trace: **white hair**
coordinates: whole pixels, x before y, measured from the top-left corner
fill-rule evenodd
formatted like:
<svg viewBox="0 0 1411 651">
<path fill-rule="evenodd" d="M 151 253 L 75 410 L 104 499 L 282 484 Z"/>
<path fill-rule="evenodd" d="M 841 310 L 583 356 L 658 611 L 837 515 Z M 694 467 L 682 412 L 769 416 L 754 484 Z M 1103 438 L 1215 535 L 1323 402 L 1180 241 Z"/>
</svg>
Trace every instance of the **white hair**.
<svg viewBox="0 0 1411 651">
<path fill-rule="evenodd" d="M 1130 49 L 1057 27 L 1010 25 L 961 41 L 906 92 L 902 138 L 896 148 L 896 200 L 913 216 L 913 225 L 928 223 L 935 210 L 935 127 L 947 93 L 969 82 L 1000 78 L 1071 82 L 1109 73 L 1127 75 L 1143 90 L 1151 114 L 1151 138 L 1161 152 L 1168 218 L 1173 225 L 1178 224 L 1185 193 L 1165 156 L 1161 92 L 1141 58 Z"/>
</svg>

***

THE TASK: Recast every line of the listing above as a Markdown table with the columns "Row" and "Listing line", numbering the rows in order and omitting blank lines.

ANSWER:
| Row | Listing line |
|---|---|
| 1 | trace: **white hair** |
| 2 | coordinates: whole pixels, x before y, measured from the top-left corner |
| 3 | fill-rule evenodd |
| 4 | formatted like: |
| 5 | <svg viewBox="0 0 1411 651"> |
| 6 | <path fill-rule="evenodd" d="M 151 253 L 75 410 L 104 499 L 282 484 Z"/> |
| 7 | <path fill-rule="evenodd" d="M 841 310 L 583 356 L 658 611 L 837 515 Z M 694 467 L 682 412 L 769 416 L 754 484 Z M 1103 438 L 1215 535 L 1323 402 L 1180 241 Z"/> |
| 8 | </svg> |
| 9 | Trace every instance of the **white hair**. |
| 10 | <svg viewBox="0 0 1411 651"> |
| 11 | <path fill-rule="evenodd" d="M 1130 49 L 1057 27 L 1010 25 L 961 41 L 906 92 L 902 138 L 896 148 L 896 200 L 913 216 L 913 225 L 928 223 L 935 210 L 935 127 L 947 93 L 969 82 L 1000 78 L 1071 82 L 1109 73 L 1127 75 L 1143 90 L 1151 114 L 1151 138 L 1161 152 L 1168 218 L 1173 225 L 1178 224 L 1185 193 L 1165 156 L 1161 92 L 1141 58 Z"/> |
| 12 | </svg> |